Photo-based point labeling data:
# # # #

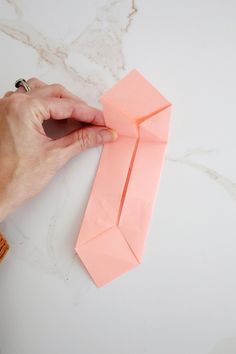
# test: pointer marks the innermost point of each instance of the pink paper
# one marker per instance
(115, 224)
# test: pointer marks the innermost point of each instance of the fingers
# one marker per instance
(62, 108)
(82, 139)
(57, 91)
(33, 84)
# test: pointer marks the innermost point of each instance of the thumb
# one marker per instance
(84, 138)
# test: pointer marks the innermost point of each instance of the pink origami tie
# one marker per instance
(116, 220)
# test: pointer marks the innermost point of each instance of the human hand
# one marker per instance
(28, 157)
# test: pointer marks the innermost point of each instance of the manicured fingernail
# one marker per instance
(106, 135)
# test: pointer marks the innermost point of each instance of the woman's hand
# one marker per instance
(28, 158)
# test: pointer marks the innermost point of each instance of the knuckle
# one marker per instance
(14, 103)
(84, 139)
(58, 87)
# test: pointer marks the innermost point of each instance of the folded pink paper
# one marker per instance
(115, 224)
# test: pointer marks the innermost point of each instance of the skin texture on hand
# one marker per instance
(28, 157)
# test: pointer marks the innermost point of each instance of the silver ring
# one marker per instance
(23, 83)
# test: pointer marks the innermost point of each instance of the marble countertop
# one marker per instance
(181, 300)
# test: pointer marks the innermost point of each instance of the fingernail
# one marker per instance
(106, 135)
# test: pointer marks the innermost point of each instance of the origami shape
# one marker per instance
(116, 220)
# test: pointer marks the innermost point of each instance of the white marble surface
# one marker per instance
(181, 300)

# # # #

» **THE PROBLEM**:
All of the data above should be transcribed verbatim, with pictures omitted.

» **FULL SOLUTION**:
# test: pointer marks the innermost point of each instance of the pink paper
# one marker per instance
(115, 224)
# test: pointer marks the innermost point of each instance of the fingers
# one marker per instance
(62, 108)
(82, 139)
(57, 91)
(33, 84)
# test: pointer marks the innermost point of each instance of the thumb
# one marker per instance
(84, 138)
# test: pointer marks the innermost point of each instance of the pink origami tie
# one marker per instance
(116, 220)
# test: pointer marks the innermost point of each instance of the human hand
# one marker per instance
(28, 157)
# test: pointer marks the innermost point of each instance of the manicured fingernail
# one marker per instance
(106, 135)
# test: pointer marks the innermost point of each instance of the woman's hand
# one marker per instance
(28, 158)
# test: pointer marks the innermost point of each instance of the knuckle
# one marker per instance
(14, 103)
(84, 139)
(58, 87)
# test: pointer marks the innermost point of each instance of the folded pink paper
# one marker per instance
(115, 224)
# test: pointer marks the innermost point of each instance of the skin texture on hand
# one marker per instance
(28, 157)
# test: pointer marks the innermost point of each instance of the silver ring
# one marker per instance
(23, 83)
# test: pointer marks the innermost point of each instance of the marble countertop
# one marker per instance
(181, 300)
# test: pointer marks the innermost point of each instance of the fingernail
# one marker per instance
(106, 135)
# test: pointer marks the innermost point of each instance of the origami shape
# one marker per instance
(116, 220)
# test: pointer marks the innermost point of each instance of the white marble surface
# one marker per instance
(181, 300)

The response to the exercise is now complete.